Extract every line of the material that contains the word "plastic" and copy each one out in full.

--- Input rows ---

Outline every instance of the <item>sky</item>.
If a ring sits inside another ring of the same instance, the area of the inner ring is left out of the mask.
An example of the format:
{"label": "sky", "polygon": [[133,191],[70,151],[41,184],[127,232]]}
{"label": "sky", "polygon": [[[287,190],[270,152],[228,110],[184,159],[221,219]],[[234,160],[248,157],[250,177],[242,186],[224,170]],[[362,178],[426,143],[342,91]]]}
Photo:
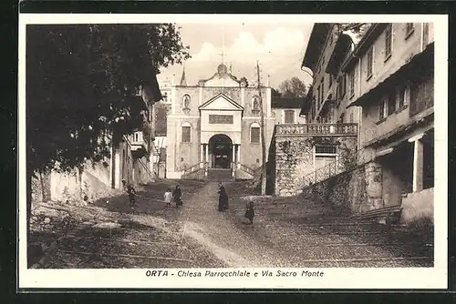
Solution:
{"label": "sky", "polygon": [[[266,84],[269,75],[271,86],[278,88],[280,83],[297,76],[306,84],[312,79],[301,71],[313,24],[178,24],[184,46],[189,46],[191,59],[184,63],[187,85],[196,86],[198,80],[210,78],[222,63],[238,78],[246,77],[256,83],[256,61],[260,64],[262,83]],[[223,35],[224,34],[224,35]],[[223,43],[224,41],[224,43]],[[223,50],[224,46],[224,52]],[[159,80],[171,80],[175,75],[179,82],[181,65],[162,69]]]}

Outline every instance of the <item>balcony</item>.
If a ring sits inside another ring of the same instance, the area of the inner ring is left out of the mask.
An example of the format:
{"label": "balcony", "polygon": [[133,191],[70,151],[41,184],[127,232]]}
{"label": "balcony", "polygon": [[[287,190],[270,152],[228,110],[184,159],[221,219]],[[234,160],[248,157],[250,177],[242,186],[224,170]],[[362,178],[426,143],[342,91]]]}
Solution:
{"label": "balcony", "polygon": [[275,137],[357,136],[358,124],[287,124],[275,126]]}

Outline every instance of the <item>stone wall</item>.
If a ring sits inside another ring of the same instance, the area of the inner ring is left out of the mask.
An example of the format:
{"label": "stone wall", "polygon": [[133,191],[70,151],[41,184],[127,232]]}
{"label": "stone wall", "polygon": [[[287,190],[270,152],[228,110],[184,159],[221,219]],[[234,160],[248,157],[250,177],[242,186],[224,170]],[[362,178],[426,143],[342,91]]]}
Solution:
{"label": "stone wall", "polygon": [[47,201],[51,198],[49,175],[36,173],[32,177],[32,204]]}
{"label": "stone wall", "polygon": [[[356,161],[356,136],[299,136],[275,137],[275,194],[294,196],[299,194],[304,178],[315,171],[314,146],[331,144],[337,146],[337,164],[340,171],[353,167]],[[271,160],[270,160],[271,161]]]}
{"label": "stone wall", "polygon": [[402,198],[401,221],[405,224],[419,218],[434,221],[434,188],[405,195]]}

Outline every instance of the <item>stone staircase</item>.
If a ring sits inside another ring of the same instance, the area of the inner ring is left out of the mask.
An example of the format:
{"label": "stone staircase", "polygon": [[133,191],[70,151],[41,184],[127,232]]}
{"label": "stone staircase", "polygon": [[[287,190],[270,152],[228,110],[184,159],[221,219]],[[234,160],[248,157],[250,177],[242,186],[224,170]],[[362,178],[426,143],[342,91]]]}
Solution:
{"label": "stone staircase", "polygon": [[210,168],[207,170],[206,180],[225,182],[225,181],[233,181],[234,177],[233,177],[232,169]]}

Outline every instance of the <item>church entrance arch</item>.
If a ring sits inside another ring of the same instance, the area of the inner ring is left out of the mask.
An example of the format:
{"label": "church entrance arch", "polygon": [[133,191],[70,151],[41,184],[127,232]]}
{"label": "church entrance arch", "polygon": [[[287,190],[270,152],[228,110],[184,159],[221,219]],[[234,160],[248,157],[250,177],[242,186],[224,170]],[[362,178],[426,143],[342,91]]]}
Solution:
{"label": "church entrance arch", "polygon": [[209,139],[209,166],[211,168],[231,168],[233,140],[224,134],[217,134]]}

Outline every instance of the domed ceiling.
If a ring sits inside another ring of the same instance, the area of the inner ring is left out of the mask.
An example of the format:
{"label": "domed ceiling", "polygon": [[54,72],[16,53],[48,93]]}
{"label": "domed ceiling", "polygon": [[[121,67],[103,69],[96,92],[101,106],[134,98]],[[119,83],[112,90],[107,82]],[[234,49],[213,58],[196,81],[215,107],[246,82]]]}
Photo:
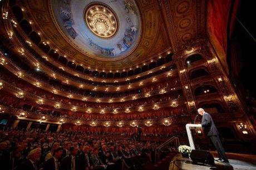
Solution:
{"label": "domed ceiling", "polygon": [[56,24],[71,44],[85,54],[115,59],[129,55],[141,35],[134,1],[51,1]]}

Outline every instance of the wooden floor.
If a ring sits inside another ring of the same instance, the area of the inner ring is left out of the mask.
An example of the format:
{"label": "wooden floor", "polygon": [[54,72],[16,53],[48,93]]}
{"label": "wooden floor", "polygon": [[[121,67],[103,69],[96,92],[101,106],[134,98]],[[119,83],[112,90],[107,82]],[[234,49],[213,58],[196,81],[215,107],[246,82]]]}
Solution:
{"label": "wooden floor", "polygon": [[[211,152],[215,158],[217,158],[218,154],[215,152]],[[196,164],[190,161],[188,158],[182,158],[180,154],[174,156],[166,168],[161,170],[169,169],[221,169],[221,170],[256,170],[256,155],[226,153],[229,163],[220,163],[215,161],[215,167],[207,167]]]}

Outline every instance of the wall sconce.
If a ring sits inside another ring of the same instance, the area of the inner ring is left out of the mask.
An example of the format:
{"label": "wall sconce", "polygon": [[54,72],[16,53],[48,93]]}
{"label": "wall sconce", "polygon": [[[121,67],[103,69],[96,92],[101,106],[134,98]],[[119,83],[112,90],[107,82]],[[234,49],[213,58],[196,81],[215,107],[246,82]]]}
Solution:
{"label": "wall sconce", "polygon": [[116,114],[116,113],[118,113],[118,112],[117,112],[117,109],[113,109],[113,113],[114,113],[114,114]]}
{"label": "wall sconce", "polygon": [[248,134],[248,131],[247,129],[247,126],[246,124],[244,124],[243,123],[240,123],[239,124],[238,124],[238,127],[239,128],[240,130],[241,131],[242,133],[244,134]]}
{"label": "wall sconce", "polygon": [[122,122],[120,122],[117,125],[119,127],[122,127],[123,126],[123,123]]}
{"label": "wall sconce", "polygon": [[57,103],[56,104],[55,104],[54,107],[57,108],[57,109],[59,109],[59,108],[61,108],[61,104],[60,104],[60,103]]}
{"label": "wall sconce", "polygon": [[163,122],[163,124],[164,124],[164,126],[170,126],[171,124],[171,122],[170,121],[169,119],[165,119]]}
{"label": "wall sconce", "polygon": [[135,127],[137,126],[137,123],[136,123],[136,122],[134,121],[134,122],[131,122],[131,123],[130,124],[130,125],[131,127]]}
{"label": "wall sconce", "polygon": [[93,127],[93,126],[95,126],[96,124],[96,123],[95,123],[95,122],[92,122],[91,123],[91,124],[90,124],[90,125],[91,126]]}
{"label": "wall sconce", "polygon": [[75,124],[77,126],[79,126],[79,125],[81,125],[81,122],[80,121],[76,121]]}
{"label": "wall sconce", "polygon": [[104,123],[104,126],[106,127],[108,127],[109,126],[110,126],[110,123],[109,123],[109,122],[107,122],[106,123]]}
{"label": "wall sconce", "polygon": [[146,123],[145,123],[145,125],[146,125],[147,127],[150,127],[152,126],[152,122],[150,121],[147,121]]}

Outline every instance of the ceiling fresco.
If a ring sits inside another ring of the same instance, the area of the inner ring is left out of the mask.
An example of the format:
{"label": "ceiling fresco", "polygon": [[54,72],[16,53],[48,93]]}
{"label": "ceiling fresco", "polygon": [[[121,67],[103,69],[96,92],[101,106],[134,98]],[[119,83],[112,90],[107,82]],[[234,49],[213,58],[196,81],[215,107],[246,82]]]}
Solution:
{"label": "ceiling fresco", "polygon": [[102,58],[126,56],[141,35],[134,1],[52,1],[54,19],[74,47]]}

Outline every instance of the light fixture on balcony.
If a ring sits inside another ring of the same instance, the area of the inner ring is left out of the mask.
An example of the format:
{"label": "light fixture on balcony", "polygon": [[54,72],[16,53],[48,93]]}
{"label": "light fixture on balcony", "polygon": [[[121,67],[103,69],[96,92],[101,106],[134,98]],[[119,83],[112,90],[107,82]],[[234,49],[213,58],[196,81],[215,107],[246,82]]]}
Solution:
{"label": "light fixture on balcony", "polygon": [[62,118],[61,118],[61,119],[60,119],[60,121],[58,121],[58,122],[59,122],[60,123],[61,123],[61,124],[63,124],[63,123],[65,123],[64,119],[62,119]]}
{"label": "light fixture on balcony", "polygon": [[0,89],[2,89],[3,87],[3,82],[2,82],[1,81],[0,81]]}
{"label": "light fixture on balcony", "polygon": [[247,126],[246,124],[244,124],[243,123],[240,123],[240,124],[238,124],[238,127],[239,128],[240,130],[241,131],[242,133],[243,133],[243,134],[248,134]]}
{"label": "light fixture on balcony", "polygon": [[157,110],[157,109],[158,109],[159,108],[159,106],[158,106],[157,104],[154,104],[153,109],[154,109],[154,110]]}
{"label": "light fixture on balcony", "polygon": [[19,71],[17,72],[17,76],[18,76],[18,78],[21,78],[22,77],[24,77],[24,75],[22,74],[22,72]]}
{"label": "light fixture on balcony", "polygon": [[53,93],[53,94],[57,94],[57,93],[58,93],[58,91],[57,91],[56,89],[53,89],[52,90],[52,93]]}
{"label": "light fixture on balcony", "polygon": [[122,127],[124,125],[124,123],[122,122],[119,122],[119,123],[117,123],[117,126],[119,127]]}
{"label": "light fixture on balcony", "polygon": [[115,108],[113,109],[113,114],[116,114],[118,113],[117,109]]}
{"label": "light fixture on balcony", "polygon": [[169,119],[165,119],[163,122],[163,124],[166,126],[170,126],[171,124],[171,122]]}
{"label": "light fixture on balcony", "polygon": [[100,112],[100,114],[105,114],[105,110],[104,109],[102,109]]}
{"label": "light fixture on balcony", "polygon": [[140,107],[139,107],[139,109],[138,109],[138,110],[139,110],[139,112],[142,112],[142,111],[143,111],[143,107],[140,106]]}
{"label": "light fixture on balcony", "polygon": [[18,116],[18,118],[24,118],[26,117],[27,116],[26,115],[26,113],[24,112],[21,112],[19,113],[19,115]]}
{"label": "light fixture on balcony", "polygon": [[36,82],[35,84],[34,84],[35,86],[36,86],[36,87],[40,87],[41,86],[41,83],[38,82]]}
{"label": "light fixture on balcony", "polygon": [[40,98],[37,101],[36,101],[36,103],[38,104],[43,104],[43,99],[42,98]]}
{"label": "light fixture on balcony", "polygon": [[110,126],[110,123],[109,122],[107,122],[104,123],[104,126],[105,127],[109,127]]}
{"label": "light fixture on balcony", "polygon": [[150,121],[147,121],[145,123],[145,125],[146,125],[147,127],[150,127],[152,126],[152,122]]}
{"label": "light fixture on balcony", "polygon": [[137,123],[135,121],[133,121],[131,124],[130,124],[130,125],[133,127],[135,127],[137,126]]}
{"label": "light fixture on balcony", "polygon": [[74,106],[71,108],[71,111],[72,111],[73,112],[76,112],[77,111],[77,109],[76,108],[76,107]]}
{"label": "light fixture on balcony", "polygon": [[95,122],[92,122],[90,125],[91,125],[91,126],[95,126],[96,124]]}
{"label": "light fixture on balcony", "polygon": [[207,89],[207,90],[205,90],[205,91],[204,91],[204,93],[208,93],[208,92],[210,92],[210,91],[209,91],[209,89]]}
{"label": "light fixture on balcony", "polygon": [[166,74],[166,77],[170,77],[170,76],[171,76],[171,72],[168,72]]}
{"label": "light fixture on balcony", "polygon": [[[7,53],[6,53],[6,55],[7,55]],[[5,59],[4,58],[0,58],[0,64],[1,64],[1,65],[3,65],[3,65],[4,65],[4,64],[7,64],[7,62],[6,62],[6,59]]]}
{"label": "light fixture on balcony", "polygon": [[76,122],[76,125],[77,126],[79,126],[79,125],[81,125],[81,123],[80,122],[80,121],[77,121]]}
{"label": "light fixture on balcony", "polygon": [[173,107],[176,107],[178,106],[177,102],[173,101],[171,103],[171,106]]}
{"label": "light fixture on balcony", "polygon": [[7,19],[8,18],[8,11],[3,12],[2,16],[3,19]]}
{"label": "light fixture on balcony", "polygon": [[130,109],[129,108],[126,108],[126,109],[125,109],[125,113],[129,113],[130,112],[131,112],[131,111],[130,110]]}
{"label": "light fixture on balcony", "polygon": [[159,93],[160,94],[164,94],[166,92],[166,91],[164,88],[162,88],[160,91]]}
{"label": "light fixture on balcony", "polygon": [[51,74],[51,77],[53,78],[54,79],[56,79],[56,75],[55,73]]}
{"label": "light fixture on balcony", "polygon": [[145,94],[145,97],[149,97],[150,96],[150,93],[146,93],[146,94]]}
{"label": "light fixture on balcony", "polygon": [[46,117],[45,116],[42,116],[40,121],[47,121]]}
{"label": "light fixture on balcony", "polygon": [[16,94],[16,97],[19,98],[22,98],[24,97],[24,93],[22,91],[18,92],[18,93]]}
{"label": "light fixture on balcony", "polygon": [[87,109],[86,110],[86,113],[91,113],[92,112],[92,110],[91,108],[87,108]]}
{"label": "light fixture on balcony", "polygon": [[56,103],[55,106],[54,106],[54,107],[57,108],[57,109],[59,109],[61,108],[61,104],[60,103]]}

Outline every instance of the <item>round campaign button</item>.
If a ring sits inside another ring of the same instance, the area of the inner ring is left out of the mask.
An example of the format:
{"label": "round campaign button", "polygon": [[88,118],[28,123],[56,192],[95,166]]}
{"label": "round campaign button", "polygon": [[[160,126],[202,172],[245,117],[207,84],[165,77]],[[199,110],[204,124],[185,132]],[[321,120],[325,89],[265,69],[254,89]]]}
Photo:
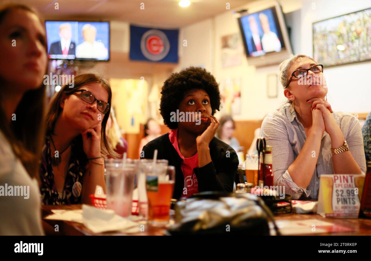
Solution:
{"label": "round campaign button", "polygon": [[72,187],[72,193],[75,197],[78,198],[80,197],[80,195],[81,194],[81,188],[82,187],[81,183],[79,181],[76,181],[73,184],[73,185]]}

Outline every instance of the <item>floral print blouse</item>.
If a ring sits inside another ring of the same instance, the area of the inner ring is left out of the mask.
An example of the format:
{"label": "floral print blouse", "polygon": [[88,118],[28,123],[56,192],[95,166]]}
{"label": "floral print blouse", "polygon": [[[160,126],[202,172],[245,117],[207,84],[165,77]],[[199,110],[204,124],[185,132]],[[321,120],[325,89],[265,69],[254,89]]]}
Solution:
{"label": "floral print blouse", "polygon": [[[71,157],[65,181],[63,191],[58,193],[54,183],[54,174],[52,165],[50,140],[45,138],[40,162],[40,193],[43,205],[80,204],[81,203],[82,178],[86,170],[88,160],[79,145],[78,136],[71,143]],[[80,147],[79,148],[79,147]],[[62,156],[62,155],[61,155]]]}

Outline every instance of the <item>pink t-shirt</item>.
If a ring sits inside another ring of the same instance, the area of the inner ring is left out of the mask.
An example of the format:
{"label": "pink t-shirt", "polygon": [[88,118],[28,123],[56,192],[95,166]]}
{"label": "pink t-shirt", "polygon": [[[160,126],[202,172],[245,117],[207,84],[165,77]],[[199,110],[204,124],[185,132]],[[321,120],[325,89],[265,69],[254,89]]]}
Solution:
{"label": "pink t-shirt", "polygon": [[193,171],[193,169],[198,165],[198,153],[197,153],[190,158],[184,158],[182,155],[178,145],[178,129],[172,130],[169,132],[169,138],[179,156],[183,160],[180,167],[184,178],[183,187],[186,188],[187,190],[183,189],[182,196],[188,197],[198,192],[198,183]]}

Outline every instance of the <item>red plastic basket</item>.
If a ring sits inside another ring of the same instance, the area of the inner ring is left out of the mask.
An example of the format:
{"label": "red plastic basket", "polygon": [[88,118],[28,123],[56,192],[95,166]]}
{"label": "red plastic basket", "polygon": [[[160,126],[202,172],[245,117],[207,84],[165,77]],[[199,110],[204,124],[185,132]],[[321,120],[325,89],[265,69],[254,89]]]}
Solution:
{"label": "red plastic basket", "polygon": [[[92,199],[92,203],[93,205],[101,209],[106,209],[107,208],[106,201],[104,198],[96,197],[93,194],[91,195],[89,197]],[[139,215],[139,208],[138,200],[133,200],[133,204],[131,207],[131,214]]]}

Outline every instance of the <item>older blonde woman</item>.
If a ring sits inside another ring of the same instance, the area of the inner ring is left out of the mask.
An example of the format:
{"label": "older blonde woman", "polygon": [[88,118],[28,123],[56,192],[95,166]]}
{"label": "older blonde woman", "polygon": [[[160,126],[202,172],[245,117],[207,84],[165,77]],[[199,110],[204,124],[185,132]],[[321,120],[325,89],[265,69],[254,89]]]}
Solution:
{"label": "older blonde woman", "polygon": [[298,55],[280,70],[290,106],[267,116],[261,131],[273,147],[275,185],[294,199],[316,199],[321,175],[365,172],[361,127],[351,114],[332,111],[322,65]]}

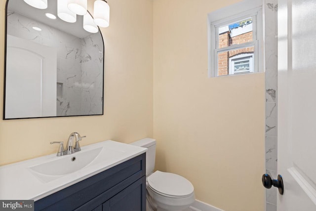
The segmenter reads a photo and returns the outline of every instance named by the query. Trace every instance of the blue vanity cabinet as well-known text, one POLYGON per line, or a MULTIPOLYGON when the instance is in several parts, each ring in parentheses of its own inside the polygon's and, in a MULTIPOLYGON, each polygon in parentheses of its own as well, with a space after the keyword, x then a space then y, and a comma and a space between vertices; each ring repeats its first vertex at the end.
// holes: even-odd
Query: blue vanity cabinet
POLYGON ((145 211, 144 153, 35 202, 35 211, 145 211))

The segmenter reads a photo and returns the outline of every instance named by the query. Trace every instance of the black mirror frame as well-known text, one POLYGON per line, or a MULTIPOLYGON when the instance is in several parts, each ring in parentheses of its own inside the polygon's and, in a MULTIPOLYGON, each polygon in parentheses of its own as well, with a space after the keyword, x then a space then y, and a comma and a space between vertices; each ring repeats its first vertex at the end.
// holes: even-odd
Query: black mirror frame
MULTIPOLYGON (((101 33, 100 28, 98 26, 99 29, 99 32, 102 39, 102 42, 103 42, 103 79, 102 79, 102 113, 100 114, 91 114, 91 115, 73 115, 73 116, 50 116, 50 117, 24 117, 21 118, 10 118, 5 119, 5 83, 6 83, 6 43, 7 43, 7 12, 8 12, 8 4, 10 0, 6 0, 5 2, 5 8, 4 11, 4 59, 3 60, 3 112, 2 112, 2 120, 19 120, 19 119, 39 119, 39 118, 50 118, 54 117, 82 117, 82 116, 101 116, 103 115, 104 113, 104 50, 105 45, 104 40, 103 39, 103 36, 101 33)), ((89 13, 90 12, 88 11, 89 13)), ((91 15, 92 16, 92 15, 91 15)))

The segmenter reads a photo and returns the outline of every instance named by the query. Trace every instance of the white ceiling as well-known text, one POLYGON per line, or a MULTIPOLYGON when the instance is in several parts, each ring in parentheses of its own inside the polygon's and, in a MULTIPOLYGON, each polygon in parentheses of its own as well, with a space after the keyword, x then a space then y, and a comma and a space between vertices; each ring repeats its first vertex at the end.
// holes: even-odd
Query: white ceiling
POLYGON ((83 16, 77 15, 77 22, 72 23, 59 19, 57 14, 57 0, 47 0, 47 8, 41 9, 29 5, 23 0, 9 0, 8 9, 79 38, 85 38, 90 34, 82 27, 83 16), (46 12, 55 15, 57 18, 53 20, 47 18, 45 15, 46 12))

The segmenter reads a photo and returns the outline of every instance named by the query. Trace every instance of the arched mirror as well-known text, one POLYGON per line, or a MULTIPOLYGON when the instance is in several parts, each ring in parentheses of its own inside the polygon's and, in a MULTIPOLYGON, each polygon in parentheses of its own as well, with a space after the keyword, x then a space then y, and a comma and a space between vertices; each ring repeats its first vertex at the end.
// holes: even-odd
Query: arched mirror
POLYGON ((3 119, 103 114, 102 36, 58 15, 65 1, 7 1, 3 119))

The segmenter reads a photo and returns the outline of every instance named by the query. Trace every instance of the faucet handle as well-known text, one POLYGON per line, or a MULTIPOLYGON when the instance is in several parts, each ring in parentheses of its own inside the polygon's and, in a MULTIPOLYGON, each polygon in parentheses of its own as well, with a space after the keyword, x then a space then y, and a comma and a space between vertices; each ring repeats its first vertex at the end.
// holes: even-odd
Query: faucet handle
POLYGON ((78 138, 76 141, 76 144, 75 144, 75 147, 74 147, 74 150, 75 150, 75 152, 78 152, 81 150, 81 148, 80 147, 80 144, 79 144, 79 141, 81 141, 82 138, 85 138, 87 137, 85 135, 83 136, 79 136, 80 138, 78 138))
POLYGON ((61 156, 64 155, 65 152, 65 149, 64 148, 64 142, 63 141, 52 141, 50 142, 50 144, 59 144, 59 147, 58 147, 58 152, 57 152, 57 156, 61 156))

---

Result of this exercise>
Outline every instance of the <item>red plastic basket</item>.
{"label": "red plastic basket", "polygon": [[88,118],[28,123],[56,192],[95,166]]}
{"label": "red plastic basket", "polygon": [[[160,126],[202,172],[245,117],[207,84],[165,77]],[[199,110],[204,124],[185,132]],[[321,120],[325,89],[265,69],[254,89]]]}
{"label": "red plastic basket", "polygon": [[[92,199],[92,203],[93,205],[101,209],[106,209],[107,208],[106,201],[104,198],[96,197],[93,194],[91,195],[89,197]],[[139,215],[139,208],[138,200],[133,200],[133,204],[131,207],[131,214]]]}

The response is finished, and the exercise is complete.